The impact of the high cocoa costs is particularly being felt by small, local chocolatiers.

Montreal-based Avanaa Chocolat, which imports cocoa beans from small co-ops in Latin America and produces 70 per cent dark chocolate, had to cut its cocoa purchase in half this year but still ended up paying more money for it.

“It’s a big hit for us for sure,” said Catherine Goulet, founder of Avanaa Chocolat.

In summer, the company hiked its price by five per cent. It has also had to cut a lot of products, reduce the size and quantity of its chocolates and adapt its recipes, such as using cocoa butter, to make the products cheaper, Goulet said.

For Halloween, it’s taking a “conservative approach,” focusing more on products that are dipped in chocolate because it will require less cocoa to be used and doing away with different themed shapes.

“We have to play a little bit with what we have in our hands because also the clients, they’re not paying a lot of money too, just for food in general,” Goulet said.

“It’s going to be more difficult to find high-percentage chocolate, that’s for sure.”

In Port Elgin, Ont., Mill Creek Chocolates is in a similar boat. With its cocoa costs having doubled, the family-owned business had to find new suppliers in the United States.

The company hiked its prices by 15 to 20 per cent after holding steady the past two years, co-owner Teila Dunlop said.

“We’ve definitely been affected by the rising cocoa prices,” she told Global News.

This fall, the company is trying out new products, such as a peanut butter sponge toffee, which uses half the amount of chocolate, and has expanded its candy line.

“We introduced a brittle product — a pecan pumpkin spice brittle — so that’s using no chocolate at all just to bring customers in and not necessarily have something that is affected at all by the increased cost,” Dunlop said.

There seems to be little respite for candy makers in the near future, with cocoa prices expected to continue soaring in the coming months, and those impacts will likely be felt at Christmas and Valentine’s, van Massow said.

That means more chocolate price increases could come.

“I can say with some confidence that we’ll see greater (price) variability. I don’t think it’ll go up forever,” von Massow said.

Goulet, at Avanaa Chocolat, anticipates price increases in the new year for companies to be able to keep up with the high cocoa costs, saying “we have no other choice.”

Von Massow said if cocoa continues to be susceptible to climate change, candy makers will have to start looking for and developing alternative sources to use in the long run.

# DATASET EXTRACT
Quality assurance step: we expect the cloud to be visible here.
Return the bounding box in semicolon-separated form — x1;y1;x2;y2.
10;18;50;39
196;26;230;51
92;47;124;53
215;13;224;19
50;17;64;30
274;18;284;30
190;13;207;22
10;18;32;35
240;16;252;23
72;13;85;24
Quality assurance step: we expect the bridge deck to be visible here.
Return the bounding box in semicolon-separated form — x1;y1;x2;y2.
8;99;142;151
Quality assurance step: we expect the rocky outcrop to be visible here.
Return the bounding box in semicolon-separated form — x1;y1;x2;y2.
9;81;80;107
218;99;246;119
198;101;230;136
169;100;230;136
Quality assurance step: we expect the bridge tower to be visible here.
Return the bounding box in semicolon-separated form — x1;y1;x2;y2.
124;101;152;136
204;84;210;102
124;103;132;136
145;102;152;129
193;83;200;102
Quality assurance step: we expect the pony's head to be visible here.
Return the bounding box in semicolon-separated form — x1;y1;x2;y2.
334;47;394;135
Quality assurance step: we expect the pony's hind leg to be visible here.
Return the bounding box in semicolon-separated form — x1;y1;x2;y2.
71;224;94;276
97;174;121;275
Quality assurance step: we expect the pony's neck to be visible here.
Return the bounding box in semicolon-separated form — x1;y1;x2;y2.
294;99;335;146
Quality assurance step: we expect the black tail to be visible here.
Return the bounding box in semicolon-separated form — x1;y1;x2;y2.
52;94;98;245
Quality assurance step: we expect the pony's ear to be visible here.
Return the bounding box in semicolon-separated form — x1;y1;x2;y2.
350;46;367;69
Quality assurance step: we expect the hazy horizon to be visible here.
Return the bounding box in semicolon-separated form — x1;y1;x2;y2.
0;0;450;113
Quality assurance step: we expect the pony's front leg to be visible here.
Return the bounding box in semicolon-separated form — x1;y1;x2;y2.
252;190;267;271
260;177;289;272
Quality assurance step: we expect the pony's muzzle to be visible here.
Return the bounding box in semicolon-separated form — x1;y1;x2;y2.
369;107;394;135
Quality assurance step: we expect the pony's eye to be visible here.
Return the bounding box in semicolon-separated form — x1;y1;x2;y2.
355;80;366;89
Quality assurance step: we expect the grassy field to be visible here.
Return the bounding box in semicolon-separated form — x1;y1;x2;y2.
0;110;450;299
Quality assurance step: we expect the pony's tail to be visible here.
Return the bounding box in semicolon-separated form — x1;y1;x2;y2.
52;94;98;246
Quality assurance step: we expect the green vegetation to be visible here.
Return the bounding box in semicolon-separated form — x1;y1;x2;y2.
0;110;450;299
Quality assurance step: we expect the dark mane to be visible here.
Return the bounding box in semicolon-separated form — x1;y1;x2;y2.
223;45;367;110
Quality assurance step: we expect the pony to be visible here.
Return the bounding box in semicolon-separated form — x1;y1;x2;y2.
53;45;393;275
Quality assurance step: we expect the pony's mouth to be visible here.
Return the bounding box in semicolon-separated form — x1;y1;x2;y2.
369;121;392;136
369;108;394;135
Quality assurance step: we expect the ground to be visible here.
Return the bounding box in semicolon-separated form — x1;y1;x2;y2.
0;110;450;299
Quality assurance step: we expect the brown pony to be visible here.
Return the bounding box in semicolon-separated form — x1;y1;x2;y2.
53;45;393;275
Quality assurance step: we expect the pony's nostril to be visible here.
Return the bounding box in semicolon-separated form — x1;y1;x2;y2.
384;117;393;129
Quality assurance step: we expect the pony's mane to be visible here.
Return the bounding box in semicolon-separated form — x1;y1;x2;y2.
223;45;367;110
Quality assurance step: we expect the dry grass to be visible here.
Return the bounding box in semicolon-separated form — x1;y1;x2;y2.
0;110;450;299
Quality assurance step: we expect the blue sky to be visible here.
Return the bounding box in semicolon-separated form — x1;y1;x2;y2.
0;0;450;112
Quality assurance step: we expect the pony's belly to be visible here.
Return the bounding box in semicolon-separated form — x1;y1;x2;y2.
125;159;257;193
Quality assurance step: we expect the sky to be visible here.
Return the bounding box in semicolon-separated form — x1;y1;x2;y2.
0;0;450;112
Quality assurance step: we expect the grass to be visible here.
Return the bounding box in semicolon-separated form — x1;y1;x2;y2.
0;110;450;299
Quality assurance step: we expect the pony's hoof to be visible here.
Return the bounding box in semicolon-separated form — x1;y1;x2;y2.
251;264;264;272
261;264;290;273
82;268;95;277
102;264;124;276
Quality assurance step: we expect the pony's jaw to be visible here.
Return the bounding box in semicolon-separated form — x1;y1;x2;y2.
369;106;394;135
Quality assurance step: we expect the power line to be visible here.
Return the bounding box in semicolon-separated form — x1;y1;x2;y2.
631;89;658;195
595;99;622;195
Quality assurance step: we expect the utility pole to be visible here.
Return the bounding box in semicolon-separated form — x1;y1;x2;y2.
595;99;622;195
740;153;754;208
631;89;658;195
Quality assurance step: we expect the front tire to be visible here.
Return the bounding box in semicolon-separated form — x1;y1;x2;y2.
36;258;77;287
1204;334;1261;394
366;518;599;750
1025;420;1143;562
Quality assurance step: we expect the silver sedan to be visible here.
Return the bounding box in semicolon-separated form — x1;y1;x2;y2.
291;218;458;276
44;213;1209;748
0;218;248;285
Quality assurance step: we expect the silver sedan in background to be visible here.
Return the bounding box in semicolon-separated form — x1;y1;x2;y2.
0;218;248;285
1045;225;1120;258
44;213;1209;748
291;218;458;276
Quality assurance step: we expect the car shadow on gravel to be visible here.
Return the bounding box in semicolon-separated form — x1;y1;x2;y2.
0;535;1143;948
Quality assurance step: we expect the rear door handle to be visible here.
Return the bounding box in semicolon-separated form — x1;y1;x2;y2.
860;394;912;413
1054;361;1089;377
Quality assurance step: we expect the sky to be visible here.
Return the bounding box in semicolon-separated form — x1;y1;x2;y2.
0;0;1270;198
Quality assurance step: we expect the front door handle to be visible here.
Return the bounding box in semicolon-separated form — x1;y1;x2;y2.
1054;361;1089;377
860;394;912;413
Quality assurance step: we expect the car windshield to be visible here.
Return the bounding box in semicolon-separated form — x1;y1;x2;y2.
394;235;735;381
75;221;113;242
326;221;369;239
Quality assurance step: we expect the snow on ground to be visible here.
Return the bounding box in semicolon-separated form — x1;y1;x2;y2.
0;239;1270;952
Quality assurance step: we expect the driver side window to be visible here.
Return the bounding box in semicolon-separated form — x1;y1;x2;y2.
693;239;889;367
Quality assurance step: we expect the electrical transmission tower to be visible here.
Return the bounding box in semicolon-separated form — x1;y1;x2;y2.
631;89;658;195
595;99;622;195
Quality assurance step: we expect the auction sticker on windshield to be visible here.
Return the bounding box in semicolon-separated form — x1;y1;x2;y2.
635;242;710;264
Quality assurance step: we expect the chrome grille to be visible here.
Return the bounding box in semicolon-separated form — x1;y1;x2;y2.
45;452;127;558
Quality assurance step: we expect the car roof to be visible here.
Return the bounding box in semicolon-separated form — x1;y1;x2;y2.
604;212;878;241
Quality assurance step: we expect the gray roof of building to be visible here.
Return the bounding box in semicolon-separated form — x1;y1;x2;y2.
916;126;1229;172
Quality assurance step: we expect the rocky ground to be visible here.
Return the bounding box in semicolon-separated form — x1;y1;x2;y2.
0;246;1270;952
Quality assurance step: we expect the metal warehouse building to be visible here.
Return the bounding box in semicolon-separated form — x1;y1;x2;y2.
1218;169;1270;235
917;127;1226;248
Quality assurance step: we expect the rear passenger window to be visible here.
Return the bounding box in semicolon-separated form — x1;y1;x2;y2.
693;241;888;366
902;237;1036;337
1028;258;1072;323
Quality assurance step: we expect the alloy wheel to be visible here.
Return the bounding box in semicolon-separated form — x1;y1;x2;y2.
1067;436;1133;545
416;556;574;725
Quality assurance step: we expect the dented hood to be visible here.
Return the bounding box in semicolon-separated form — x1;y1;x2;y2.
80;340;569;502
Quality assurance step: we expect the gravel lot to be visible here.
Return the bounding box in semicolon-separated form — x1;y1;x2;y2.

# REQUIREMENTS
1: Duplicate the passage of the cocoa cost text from "This fall, the" to "increases could come.".
2: Summarize the cocoa cost text in two sentences.

# ANSWERS TO THE PROBLEMS
1:
This fall, the company is trying out new products, such as a peanut butter sponge toffee, which uses half the amount of chocolate, and has expanded its candy line.

“We introduced a brittle product — a pecan pumpkin spice brittle — so that’s using no chocolate at all just to bring customers in and not necessarily have something that is affected at all by the increased cost,” Dunlop said.

There seems to be little respite for candy makers in the near future, with cocoa prices expected to continue soaring in the coming months, and those impacts will likely be felt at Christmas and Valentine’s, van Massow said.

That means more chocolate price increases could come.

2: High cocoa costs are hitting small local chocolatiers such as Montreal-based Avanaa Chocolat and Mill Creek Chocolates in Port Elgin, Ont., which have raised prices, cut or shrunk products, and turned to items that use less chocolate or none at all. Cocoa prices are expected to keep soaring in the coming months, so more chocolate price increases could come.